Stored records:
________________

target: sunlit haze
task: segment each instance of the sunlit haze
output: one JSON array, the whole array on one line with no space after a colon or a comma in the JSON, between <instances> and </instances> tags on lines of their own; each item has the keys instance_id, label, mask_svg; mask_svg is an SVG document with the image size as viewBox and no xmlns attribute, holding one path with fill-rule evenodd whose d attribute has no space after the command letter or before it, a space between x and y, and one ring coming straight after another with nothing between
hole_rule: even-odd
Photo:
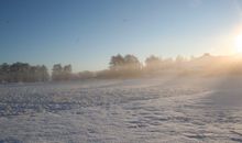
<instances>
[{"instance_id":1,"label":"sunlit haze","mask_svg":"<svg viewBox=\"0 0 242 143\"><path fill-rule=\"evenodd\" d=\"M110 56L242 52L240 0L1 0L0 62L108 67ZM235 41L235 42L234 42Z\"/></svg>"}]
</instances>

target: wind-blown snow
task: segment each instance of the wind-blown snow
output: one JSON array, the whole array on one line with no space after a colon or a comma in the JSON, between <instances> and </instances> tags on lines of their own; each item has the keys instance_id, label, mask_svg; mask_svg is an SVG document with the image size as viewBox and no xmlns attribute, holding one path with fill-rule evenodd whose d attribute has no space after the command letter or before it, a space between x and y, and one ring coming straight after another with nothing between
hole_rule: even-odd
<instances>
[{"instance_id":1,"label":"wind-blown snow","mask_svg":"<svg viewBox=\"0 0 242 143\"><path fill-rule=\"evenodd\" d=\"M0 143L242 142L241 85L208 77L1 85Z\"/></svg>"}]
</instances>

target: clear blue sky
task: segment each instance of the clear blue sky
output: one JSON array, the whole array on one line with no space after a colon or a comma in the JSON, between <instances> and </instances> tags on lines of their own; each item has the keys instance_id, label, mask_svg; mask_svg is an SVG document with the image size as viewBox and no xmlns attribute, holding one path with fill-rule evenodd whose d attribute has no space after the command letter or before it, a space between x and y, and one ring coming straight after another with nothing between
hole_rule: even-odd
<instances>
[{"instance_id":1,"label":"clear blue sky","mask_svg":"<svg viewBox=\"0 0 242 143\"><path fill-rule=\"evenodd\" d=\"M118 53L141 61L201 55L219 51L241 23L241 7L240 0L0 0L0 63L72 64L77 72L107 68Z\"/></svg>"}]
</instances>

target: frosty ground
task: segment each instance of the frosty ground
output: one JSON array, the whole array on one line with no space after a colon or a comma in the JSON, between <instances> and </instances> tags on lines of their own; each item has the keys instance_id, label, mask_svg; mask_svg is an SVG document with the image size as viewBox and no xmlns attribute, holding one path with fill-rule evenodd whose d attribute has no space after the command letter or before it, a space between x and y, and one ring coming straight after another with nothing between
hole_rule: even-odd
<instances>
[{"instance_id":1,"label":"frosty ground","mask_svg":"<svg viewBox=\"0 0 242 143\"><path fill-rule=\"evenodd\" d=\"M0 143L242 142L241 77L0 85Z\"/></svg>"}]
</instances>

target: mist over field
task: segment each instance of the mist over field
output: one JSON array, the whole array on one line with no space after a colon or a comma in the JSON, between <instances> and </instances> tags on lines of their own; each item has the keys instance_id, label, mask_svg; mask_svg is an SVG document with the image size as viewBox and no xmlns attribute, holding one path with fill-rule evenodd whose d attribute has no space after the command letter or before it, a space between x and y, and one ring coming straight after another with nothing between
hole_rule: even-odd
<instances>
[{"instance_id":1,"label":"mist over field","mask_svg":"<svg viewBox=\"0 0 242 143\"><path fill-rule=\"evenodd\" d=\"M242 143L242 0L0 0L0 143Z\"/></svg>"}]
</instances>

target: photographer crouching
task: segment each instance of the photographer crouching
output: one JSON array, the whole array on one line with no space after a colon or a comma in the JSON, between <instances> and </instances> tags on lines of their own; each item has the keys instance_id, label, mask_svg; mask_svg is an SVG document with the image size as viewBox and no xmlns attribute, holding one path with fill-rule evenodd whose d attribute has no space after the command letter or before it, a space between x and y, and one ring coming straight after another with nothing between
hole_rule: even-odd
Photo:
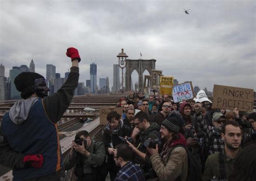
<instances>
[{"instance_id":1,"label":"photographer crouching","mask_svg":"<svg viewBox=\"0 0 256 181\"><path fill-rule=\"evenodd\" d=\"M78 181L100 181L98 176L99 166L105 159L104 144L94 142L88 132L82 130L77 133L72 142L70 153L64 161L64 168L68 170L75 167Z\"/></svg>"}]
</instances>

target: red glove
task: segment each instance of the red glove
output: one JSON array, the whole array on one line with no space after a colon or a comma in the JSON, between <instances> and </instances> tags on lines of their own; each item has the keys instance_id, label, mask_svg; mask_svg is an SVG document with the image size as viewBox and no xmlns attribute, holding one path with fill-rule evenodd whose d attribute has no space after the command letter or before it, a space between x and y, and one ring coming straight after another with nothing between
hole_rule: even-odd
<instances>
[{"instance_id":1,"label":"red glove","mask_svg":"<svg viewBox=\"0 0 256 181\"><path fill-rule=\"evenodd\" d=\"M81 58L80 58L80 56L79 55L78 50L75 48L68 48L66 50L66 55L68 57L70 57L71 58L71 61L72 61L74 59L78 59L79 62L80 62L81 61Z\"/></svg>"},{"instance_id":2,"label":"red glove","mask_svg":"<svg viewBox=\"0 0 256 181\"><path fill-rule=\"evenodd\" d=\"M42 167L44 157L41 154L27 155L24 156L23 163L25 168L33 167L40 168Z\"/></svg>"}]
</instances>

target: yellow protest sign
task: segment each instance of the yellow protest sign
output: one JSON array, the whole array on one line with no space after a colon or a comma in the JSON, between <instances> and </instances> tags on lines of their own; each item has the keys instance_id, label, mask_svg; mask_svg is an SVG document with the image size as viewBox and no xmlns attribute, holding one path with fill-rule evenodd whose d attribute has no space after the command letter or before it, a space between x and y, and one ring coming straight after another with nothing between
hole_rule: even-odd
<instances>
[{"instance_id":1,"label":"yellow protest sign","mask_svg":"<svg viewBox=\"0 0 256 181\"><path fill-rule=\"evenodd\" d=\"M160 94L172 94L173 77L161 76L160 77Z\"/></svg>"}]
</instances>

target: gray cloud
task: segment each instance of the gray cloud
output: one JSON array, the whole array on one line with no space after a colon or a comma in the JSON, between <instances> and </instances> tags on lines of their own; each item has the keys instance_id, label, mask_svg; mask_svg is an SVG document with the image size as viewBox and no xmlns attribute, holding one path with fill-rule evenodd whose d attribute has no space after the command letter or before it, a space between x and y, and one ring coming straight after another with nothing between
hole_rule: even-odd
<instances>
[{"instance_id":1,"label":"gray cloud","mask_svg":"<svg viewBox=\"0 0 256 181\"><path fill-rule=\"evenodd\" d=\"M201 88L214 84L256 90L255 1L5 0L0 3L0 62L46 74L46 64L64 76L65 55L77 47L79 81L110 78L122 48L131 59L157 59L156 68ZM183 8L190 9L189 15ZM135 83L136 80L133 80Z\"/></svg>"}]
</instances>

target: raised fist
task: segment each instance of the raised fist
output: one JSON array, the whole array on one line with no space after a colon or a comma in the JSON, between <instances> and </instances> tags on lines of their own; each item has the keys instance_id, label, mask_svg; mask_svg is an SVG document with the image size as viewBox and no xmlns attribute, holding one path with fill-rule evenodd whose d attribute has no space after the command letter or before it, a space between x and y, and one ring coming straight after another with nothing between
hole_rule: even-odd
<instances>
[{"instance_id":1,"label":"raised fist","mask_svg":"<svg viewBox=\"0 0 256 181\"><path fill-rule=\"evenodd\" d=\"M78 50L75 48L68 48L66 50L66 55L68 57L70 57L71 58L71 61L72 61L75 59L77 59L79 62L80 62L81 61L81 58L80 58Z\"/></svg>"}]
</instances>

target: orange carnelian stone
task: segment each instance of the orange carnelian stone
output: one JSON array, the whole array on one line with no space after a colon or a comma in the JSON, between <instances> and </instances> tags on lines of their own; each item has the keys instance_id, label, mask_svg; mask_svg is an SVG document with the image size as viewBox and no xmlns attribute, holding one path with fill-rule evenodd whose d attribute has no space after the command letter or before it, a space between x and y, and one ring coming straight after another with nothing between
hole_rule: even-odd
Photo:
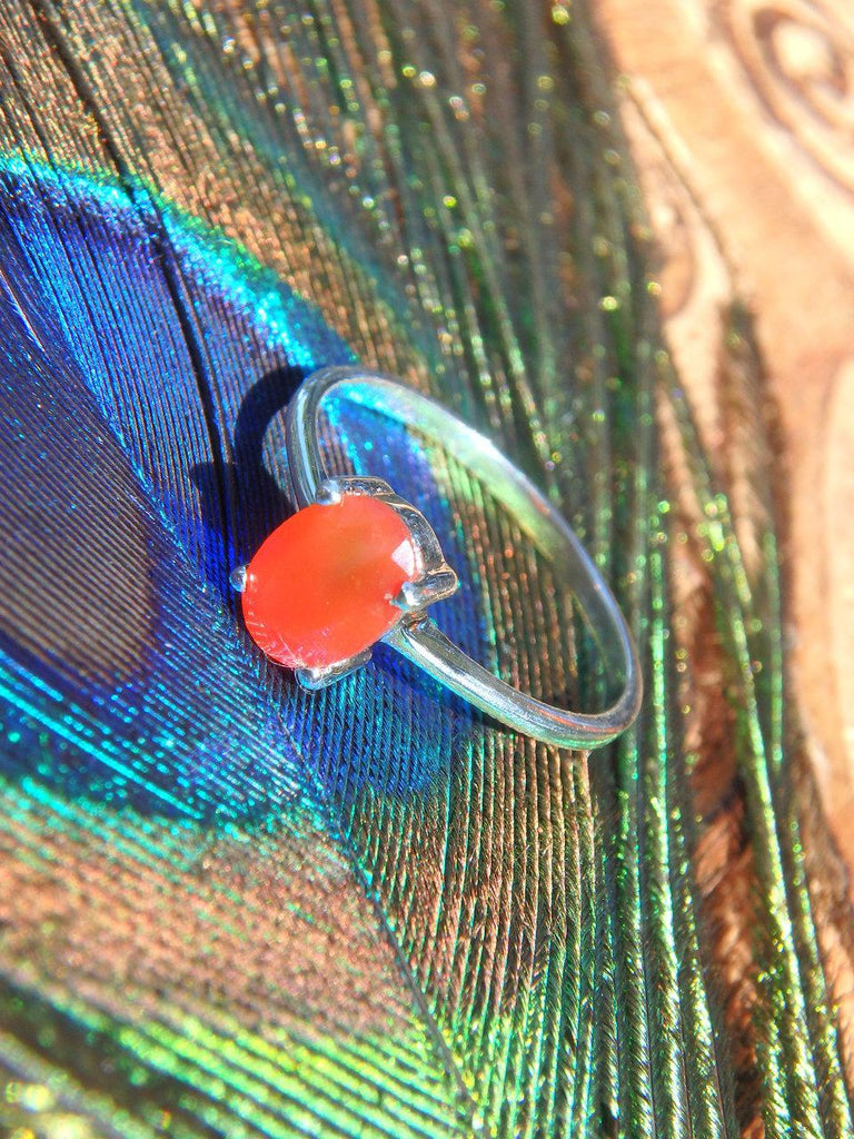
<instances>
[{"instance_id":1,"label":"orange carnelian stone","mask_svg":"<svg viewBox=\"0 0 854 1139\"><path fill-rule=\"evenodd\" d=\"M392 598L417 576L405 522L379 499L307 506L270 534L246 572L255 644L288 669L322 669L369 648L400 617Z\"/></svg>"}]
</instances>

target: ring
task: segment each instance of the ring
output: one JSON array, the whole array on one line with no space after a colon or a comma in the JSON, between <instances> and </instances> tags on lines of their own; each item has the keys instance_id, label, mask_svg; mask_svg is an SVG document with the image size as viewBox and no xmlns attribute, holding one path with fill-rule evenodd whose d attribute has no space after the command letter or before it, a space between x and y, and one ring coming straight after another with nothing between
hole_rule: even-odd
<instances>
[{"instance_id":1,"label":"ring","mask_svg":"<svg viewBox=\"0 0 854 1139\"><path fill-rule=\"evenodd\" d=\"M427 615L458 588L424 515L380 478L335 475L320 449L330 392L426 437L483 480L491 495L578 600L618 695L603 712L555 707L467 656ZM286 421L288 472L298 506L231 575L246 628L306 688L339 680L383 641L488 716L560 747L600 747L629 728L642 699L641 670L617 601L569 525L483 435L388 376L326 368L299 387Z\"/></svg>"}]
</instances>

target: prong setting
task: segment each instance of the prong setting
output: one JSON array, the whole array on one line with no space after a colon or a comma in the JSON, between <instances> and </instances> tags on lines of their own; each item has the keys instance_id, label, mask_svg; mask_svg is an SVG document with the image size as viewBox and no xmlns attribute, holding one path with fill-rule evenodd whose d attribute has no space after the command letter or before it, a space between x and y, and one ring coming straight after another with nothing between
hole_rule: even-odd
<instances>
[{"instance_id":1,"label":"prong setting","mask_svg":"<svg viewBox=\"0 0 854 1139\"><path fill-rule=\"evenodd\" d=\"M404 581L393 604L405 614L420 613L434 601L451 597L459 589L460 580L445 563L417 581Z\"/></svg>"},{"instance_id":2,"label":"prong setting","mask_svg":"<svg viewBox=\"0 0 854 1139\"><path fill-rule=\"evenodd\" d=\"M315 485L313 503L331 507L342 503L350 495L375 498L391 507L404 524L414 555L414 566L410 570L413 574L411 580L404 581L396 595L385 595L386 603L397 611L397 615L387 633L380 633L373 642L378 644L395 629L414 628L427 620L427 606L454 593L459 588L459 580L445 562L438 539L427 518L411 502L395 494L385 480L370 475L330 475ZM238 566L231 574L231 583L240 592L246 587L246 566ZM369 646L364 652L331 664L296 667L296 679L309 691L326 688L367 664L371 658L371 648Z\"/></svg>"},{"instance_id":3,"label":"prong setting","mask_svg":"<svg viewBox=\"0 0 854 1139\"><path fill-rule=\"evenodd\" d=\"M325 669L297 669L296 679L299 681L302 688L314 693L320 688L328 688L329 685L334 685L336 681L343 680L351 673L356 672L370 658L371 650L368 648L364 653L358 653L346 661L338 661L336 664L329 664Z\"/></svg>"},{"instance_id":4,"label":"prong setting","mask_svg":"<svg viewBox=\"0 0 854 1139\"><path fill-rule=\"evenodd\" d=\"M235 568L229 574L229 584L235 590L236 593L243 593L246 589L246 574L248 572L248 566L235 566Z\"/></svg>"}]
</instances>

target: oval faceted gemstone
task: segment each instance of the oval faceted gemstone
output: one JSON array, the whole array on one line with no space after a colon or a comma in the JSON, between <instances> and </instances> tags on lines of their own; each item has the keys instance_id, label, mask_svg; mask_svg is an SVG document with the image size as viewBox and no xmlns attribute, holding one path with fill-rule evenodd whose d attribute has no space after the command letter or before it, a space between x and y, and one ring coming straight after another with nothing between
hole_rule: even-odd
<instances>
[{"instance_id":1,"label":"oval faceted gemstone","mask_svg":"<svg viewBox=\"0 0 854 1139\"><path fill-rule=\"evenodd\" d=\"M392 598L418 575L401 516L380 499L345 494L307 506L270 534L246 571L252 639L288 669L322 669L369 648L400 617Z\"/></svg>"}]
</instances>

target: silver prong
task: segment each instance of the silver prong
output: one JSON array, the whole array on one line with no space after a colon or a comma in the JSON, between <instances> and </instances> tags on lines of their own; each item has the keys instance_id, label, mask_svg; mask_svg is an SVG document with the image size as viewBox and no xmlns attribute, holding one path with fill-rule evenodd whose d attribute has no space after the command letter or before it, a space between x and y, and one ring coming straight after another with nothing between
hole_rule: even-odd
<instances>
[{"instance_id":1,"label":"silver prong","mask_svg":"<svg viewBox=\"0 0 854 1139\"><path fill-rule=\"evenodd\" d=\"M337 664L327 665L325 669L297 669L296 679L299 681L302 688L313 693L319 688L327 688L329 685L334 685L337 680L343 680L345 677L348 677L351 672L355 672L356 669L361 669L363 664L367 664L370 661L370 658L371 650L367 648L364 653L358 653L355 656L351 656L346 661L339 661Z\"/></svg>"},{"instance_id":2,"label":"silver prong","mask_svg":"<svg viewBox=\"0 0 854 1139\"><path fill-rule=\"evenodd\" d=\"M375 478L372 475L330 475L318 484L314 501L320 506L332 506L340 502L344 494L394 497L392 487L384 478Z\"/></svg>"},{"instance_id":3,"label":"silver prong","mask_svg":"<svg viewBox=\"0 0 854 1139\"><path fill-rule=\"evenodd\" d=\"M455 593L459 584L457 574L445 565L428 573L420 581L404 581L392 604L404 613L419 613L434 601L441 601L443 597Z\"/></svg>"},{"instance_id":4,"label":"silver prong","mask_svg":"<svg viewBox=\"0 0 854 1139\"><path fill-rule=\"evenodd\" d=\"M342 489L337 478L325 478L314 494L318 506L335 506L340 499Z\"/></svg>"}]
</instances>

________________

In the listing, rewrite the lines between the line holding "target: frosty ground" and the line holding "task: segment each instance of the frosty", inclusive, with "frosty ground" changed to "frozen soil" and all else unchanged.

▶ _SOLVED EXERCISE_:
target: frozen soil
task: segment each instance of the frozen soil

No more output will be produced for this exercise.